Text excerpt:
— BEGIN —

Friday, October 27, 2006

Updating the Hate List

36. FX drivers who make a "quick stop" to the gasoline station en route to your destination. No, they don't mind at all if the five minutes it takes for the refill was all you need to get to work on time.

37. Call center agents who go overboard with their obviously fake American accents. That and the "borrowed" lifestyle that goes with it.

38. The news. Seriously, the news. There's just nothing good about it. The only good news can only come from my physician. Or Mon Tulfo.

39. Them people who say that they "don't care what other people think." Yeah, right. If what other people think don't matter to you as you claim they don't, then why do you have to let them know? Why do you feel like you need to write that down? Why do you have to broadcast your disinterest and lack of concern? There goes the foul smell of irony in your general direction.

Talk about self-defeating.

40. You can tell #39 got to me a little. But not as much as the government gets to me. I try to ignore it by not exercising my right to vote proactively since I think that's not enough grounds to get me imprisoned. Unless they, being the overly hateful posers they are, waste productive time in getting us in the same eight by six room with those flying voters.

41. Old people who gossip their way to notoriety. They do it like it was the complete summary of everything they learned in their prime. They make me wonder: Whatever happened to the wisdom in old age?

42. I mentioned this before, but let me say it again: low self esteem. Really. There is always something to be proud of. Unless we're referring to this new recording artist and all that shamelessness.

43. Ha haa, I reserve the right to be completely self defeating in this hate post. So let me laugh. I mean, have you heard Gabby Eigenmann sing? That in itself would be perfect for #42, but then, I'll have to make way for his acute lack of judgment. I'm going with the lesser evil. I'm going with his singing.

44. The materialism in Christmas. Call me a hypocrite; I do like expensive Christmas gifts, festive Christmas dinners, and going to Christmas parties with new threads on. But what makes it hateful is these things make Christmas more of a privilege than anything else.

How do you participate in this season of giving when you have nothing to give?

Minus the appeal to sympathy and all that weak shit, what I'm really trying to say is that it sucks to be broke on Christmas.

— END —

Entries:
— BEGIN —

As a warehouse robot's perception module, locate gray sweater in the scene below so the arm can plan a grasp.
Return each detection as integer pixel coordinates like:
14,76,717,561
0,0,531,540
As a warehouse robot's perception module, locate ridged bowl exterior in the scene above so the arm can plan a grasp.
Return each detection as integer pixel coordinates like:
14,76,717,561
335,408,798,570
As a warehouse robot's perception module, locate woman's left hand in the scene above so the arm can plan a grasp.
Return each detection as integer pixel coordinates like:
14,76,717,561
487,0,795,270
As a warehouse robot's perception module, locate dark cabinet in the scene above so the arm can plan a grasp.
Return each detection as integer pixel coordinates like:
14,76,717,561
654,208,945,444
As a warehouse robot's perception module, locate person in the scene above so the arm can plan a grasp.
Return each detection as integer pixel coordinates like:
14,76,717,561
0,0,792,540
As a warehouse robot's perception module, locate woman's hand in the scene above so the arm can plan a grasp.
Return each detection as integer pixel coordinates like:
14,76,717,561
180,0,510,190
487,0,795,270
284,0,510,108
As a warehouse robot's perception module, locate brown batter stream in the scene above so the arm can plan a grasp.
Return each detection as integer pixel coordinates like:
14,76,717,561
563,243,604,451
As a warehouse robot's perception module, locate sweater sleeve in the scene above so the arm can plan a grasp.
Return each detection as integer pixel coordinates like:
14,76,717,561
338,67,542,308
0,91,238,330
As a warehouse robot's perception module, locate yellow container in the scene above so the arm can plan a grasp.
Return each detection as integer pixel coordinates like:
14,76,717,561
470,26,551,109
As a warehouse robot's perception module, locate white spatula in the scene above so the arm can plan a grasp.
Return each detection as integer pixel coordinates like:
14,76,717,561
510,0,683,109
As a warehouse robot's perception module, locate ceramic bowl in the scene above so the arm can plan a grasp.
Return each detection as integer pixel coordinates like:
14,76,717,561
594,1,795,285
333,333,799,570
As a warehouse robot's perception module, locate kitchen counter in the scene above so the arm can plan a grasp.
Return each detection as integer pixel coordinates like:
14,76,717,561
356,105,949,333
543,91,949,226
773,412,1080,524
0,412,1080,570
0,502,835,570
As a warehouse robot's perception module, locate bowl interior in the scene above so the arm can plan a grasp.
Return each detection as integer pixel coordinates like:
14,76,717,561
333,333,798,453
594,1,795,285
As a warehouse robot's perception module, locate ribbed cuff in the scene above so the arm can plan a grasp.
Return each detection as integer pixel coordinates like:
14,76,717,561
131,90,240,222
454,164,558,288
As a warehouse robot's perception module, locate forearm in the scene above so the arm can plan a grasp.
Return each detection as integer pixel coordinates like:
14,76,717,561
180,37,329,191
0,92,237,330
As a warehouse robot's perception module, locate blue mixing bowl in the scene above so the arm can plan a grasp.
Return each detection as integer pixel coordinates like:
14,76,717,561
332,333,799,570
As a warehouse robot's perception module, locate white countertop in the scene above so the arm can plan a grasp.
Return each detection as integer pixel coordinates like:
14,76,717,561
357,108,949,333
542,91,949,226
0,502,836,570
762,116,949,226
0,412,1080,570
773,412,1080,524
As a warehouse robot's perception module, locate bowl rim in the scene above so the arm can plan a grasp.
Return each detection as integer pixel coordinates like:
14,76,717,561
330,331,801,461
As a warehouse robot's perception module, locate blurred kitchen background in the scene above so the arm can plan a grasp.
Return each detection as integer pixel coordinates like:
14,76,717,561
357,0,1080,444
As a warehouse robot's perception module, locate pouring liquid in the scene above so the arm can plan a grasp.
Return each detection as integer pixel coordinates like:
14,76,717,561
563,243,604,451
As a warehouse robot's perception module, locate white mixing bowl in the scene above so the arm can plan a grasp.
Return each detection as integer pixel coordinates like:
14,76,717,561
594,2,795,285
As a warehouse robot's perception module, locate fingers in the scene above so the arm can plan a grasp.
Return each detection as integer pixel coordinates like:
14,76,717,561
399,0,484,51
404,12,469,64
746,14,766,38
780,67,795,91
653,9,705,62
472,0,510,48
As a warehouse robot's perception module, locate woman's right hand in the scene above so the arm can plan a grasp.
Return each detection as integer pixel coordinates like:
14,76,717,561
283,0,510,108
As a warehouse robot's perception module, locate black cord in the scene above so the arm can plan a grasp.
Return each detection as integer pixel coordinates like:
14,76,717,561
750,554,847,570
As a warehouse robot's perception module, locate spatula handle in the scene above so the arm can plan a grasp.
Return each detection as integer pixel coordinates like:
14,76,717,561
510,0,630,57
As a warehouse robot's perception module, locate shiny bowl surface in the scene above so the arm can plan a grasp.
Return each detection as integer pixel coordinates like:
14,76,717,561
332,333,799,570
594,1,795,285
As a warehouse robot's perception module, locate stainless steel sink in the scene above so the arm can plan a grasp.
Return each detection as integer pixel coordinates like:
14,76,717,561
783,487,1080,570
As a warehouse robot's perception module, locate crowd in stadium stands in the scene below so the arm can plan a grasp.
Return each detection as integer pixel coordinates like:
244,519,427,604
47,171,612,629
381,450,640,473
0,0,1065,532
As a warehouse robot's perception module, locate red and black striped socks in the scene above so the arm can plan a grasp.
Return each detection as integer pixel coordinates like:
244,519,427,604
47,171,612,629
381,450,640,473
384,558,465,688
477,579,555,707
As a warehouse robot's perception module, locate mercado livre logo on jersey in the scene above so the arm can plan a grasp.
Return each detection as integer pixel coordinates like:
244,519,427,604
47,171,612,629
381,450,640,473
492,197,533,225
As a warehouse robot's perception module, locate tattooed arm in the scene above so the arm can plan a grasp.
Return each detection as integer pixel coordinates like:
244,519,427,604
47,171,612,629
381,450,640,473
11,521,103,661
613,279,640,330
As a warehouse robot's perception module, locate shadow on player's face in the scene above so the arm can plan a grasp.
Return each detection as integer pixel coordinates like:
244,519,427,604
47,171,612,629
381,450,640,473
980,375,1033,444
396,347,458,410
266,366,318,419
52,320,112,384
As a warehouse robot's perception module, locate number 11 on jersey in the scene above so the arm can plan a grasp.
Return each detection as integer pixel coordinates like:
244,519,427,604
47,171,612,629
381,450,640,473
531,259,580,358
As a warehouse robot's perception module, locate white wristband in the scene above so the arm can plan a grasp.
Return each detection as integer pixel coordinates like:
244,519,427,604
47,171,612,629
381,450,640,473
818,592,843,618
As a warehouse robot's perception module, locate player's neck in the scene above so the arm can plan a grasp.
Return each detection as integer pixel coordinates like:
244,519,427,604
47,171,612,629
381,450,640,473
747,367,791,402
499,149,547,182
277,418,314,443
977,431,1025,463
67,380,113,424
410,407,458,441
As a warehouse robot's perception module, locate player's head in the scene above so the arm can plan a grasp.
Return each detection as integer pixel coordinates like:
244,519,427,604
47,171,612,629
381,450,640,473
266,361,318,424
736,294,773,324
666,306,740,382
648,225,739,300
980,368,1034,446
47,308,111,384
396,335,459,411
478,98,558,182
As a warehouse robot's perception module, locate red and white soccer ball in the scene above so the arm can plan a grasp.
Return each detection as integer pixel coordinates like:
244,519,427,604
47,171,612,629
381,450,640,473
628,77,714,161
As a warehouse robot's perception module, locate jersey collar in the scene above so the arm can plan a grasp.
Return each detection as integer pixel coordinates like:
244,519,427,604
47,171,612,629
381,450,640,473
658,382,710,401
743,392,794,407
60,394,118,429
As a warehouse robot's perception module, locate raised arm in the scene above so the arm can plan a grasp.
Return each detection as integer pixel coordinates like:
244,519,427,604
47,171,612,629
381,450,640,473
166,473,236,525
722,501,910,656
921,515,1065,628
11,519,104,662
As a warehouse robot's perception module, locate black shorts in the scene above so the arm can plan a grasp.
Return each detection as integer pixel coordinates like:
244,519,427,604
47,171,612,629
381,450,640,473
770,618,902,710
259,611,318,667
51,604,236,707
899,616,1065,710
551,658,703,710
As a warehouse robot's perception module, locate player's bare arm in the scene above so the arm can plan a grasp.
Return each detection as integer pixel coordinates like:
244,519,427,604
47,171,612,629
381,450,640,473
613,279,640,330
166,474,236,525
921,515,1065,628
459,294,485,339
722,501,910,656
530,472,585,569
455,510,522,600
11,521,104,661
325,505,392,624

— END —

To-do list:
A) List the things about Christmas that the writer of the hate list post admits to liking.
B) According to the hate list post, where can the only good news come from?
C) Reproduce part of the hate list post word for word, starting at the words "Updating the Hate" and ending after "goes with it.".

Results for each task:
A)
- Expensive Christmas gifts
- Festive Christmas dinners
- Going to Christmas parties with new threads on

B) From the writer's physician, or Mon Tulfo.

C)
Updating the Hate List

36. FX drivers who make a "quick stop" to the gasoline station en route to your destination. No, they don't mind at all if the five minutes it takes for the refill was all you need to get to work on time.

37. Call center agents who go overboard with their obviously fake American accents. That and the "borrowed" lifestyle that goes with it.